▸ Quoted text

((

In 1995, a group of individuals initially gathered to help create the program known as the Wellington Opportunity Center, Inc., explained Diana Bartlett, founder of the program. “Members of the community were invited to participate at a level they felt comfortable.
Many programs/organizations like Child Protective Services, Juvenile and Adult Probation, Collingsworth County Sheriff’s Office, County Judge’s office, Texas Agricultural Extension Agency, Wellington Sheltered Workshop, Wellington Independent School District and local Ministerial Alliance were asked to participate.”
The idea was to create a board representative of all programs serving youth and families in the rural community.
“The Methodist church took an active role because they heard from me often about the need in our community. At the time, I worked for CPS and was all too familiar with some needs in the community that I knew could be addressed with the right focus of attention on a particularly vulnerable group of youth and their families.”
The majority of the initial active “core group” of interested participants resulted in the first board of directors for the WOCI. That core group just happened to also be members of the Methodist church. But not all were Methodist.
“The Collingsworth Sheriff’s office was very present in the early activities of the WOCI as were many, many of the private sector. Many volunteers from our community included retired teachers, retired business owners, grandparents and others who gave unselfishly of their time to be present for others.”

))

▸ Recorded information
((

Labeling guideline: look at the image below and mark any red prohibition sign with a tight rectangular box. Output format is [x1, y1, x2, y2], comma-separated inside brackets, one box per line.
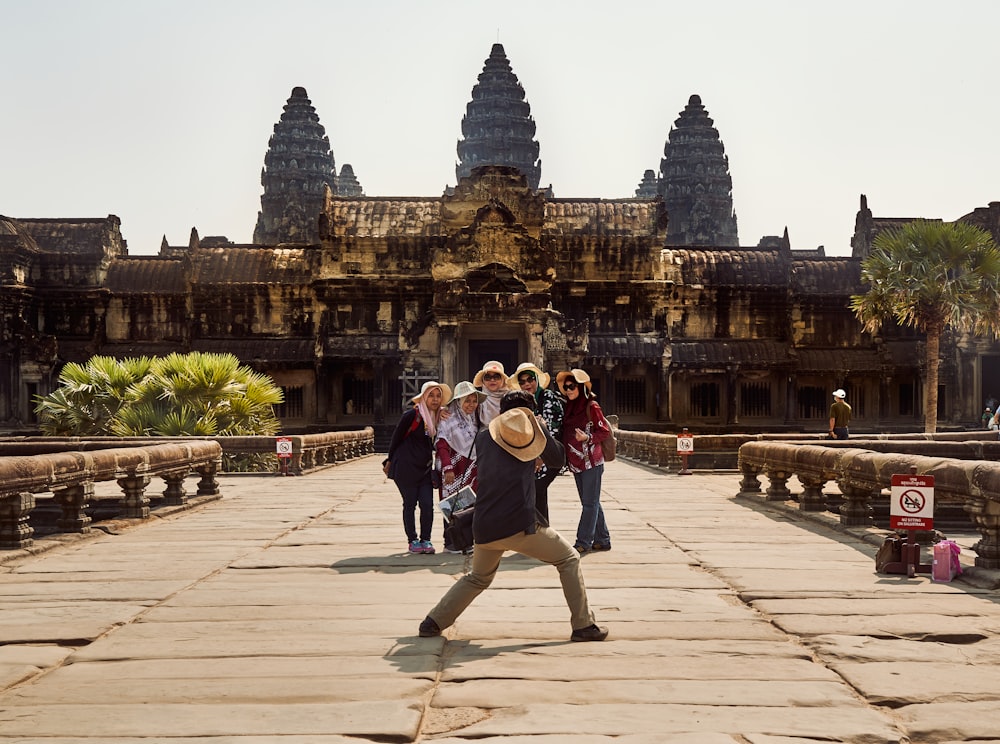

))

▸ Required task
Answer these about the Wellington Opportunity Center text:
(a) In what year did the group first gather to create the program?
(b) Where did Diana Bartlett work at the time?
(c) Which church took an active role?
The listing has nothing to do with the text about the Wellington Opportunity Center.

▸ Result below
(a) 1995
(b) CPS (Child Protective Services)
(c) The Methodist church